▸ **WORK TO DO**
Copy word for word the part of the data below that opens with the line containing "You are given a photograph. For the black" and closes with the line containing "(1151, 413)", including both of those lines. Leave the pictures out of your copy.

**** RECORDS FOR THIS TASK ****

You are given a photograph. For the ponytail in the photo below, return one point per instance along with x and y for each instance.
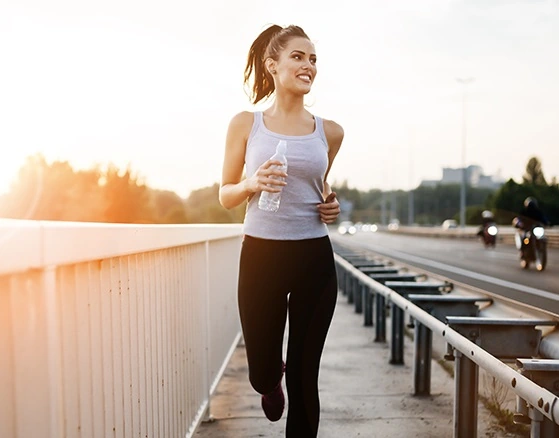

****
**** RECORDS FOR THIS TASK ****

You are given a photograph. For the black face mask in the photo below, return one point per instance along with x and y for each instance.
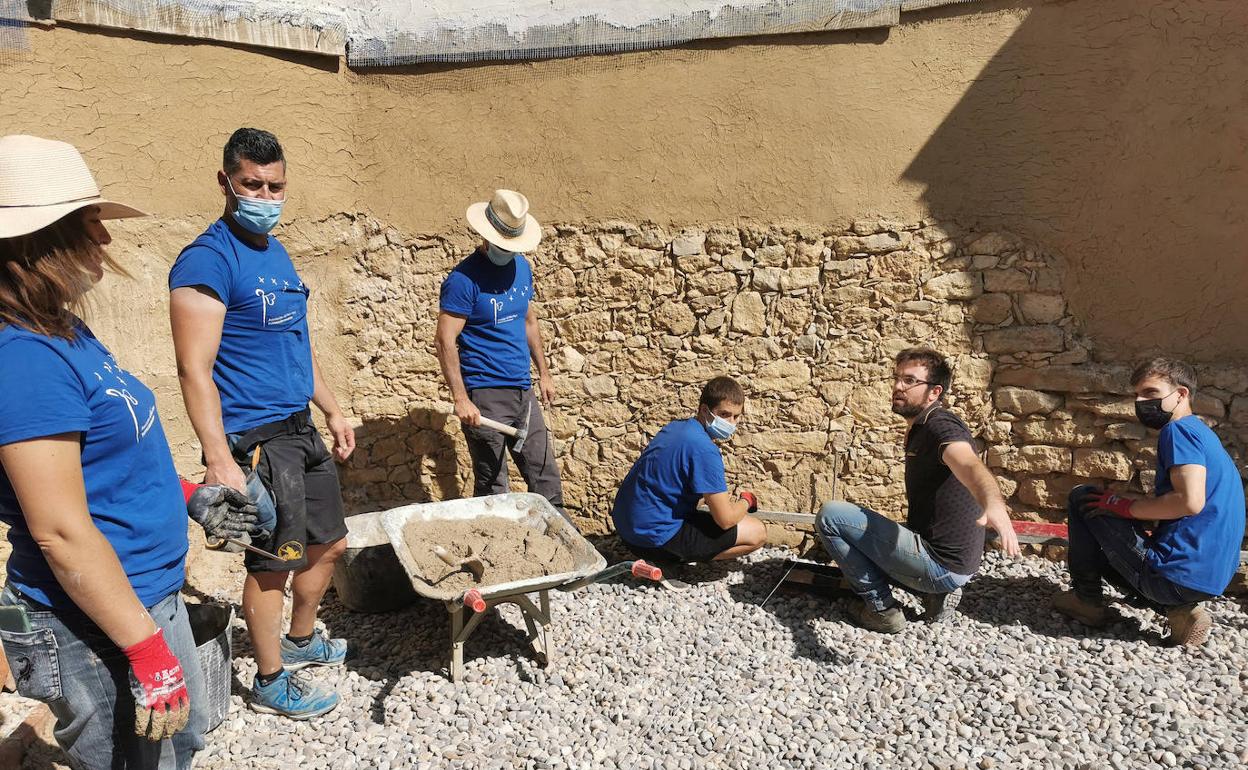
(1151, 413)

****
**** RECORDS FOR THIS TASK ****

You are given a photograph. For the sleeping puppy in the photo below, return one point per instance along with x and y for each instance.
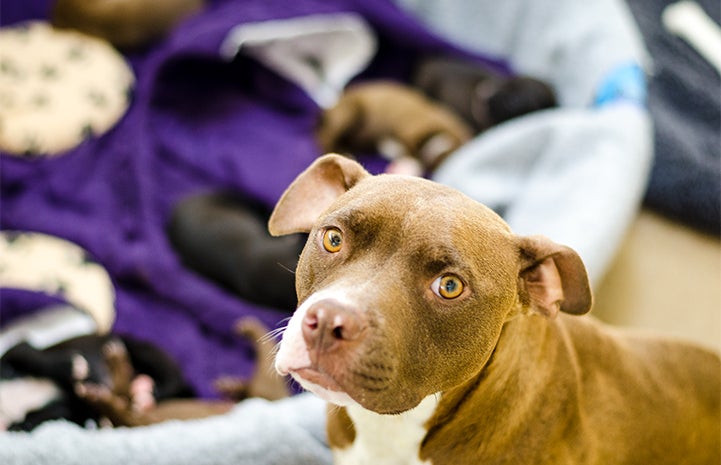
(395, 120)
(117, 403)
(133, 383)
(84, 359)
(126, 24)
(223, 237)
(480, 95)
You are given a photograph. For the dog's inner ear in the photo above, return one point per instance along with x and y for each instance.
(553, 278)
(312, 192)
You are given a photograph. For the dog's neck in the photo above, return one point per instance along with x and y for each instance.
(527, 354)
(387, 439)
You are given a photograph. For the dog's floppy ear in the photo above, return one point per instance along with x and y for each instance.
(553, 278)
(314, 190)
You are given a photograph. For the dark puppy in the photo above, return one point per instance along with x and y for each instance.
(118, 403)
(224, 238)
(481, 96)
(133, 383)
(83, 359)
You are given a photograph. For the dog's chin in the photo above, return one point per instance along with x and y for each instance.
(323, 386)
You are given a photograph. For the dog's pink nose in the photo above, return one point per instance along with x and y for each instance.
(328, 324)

****

▸ **FULL RESPONSE**
You are given a photograph. For the black face mask in the photo below, return one point per instance along with x and y for each instance.
(1151, 413)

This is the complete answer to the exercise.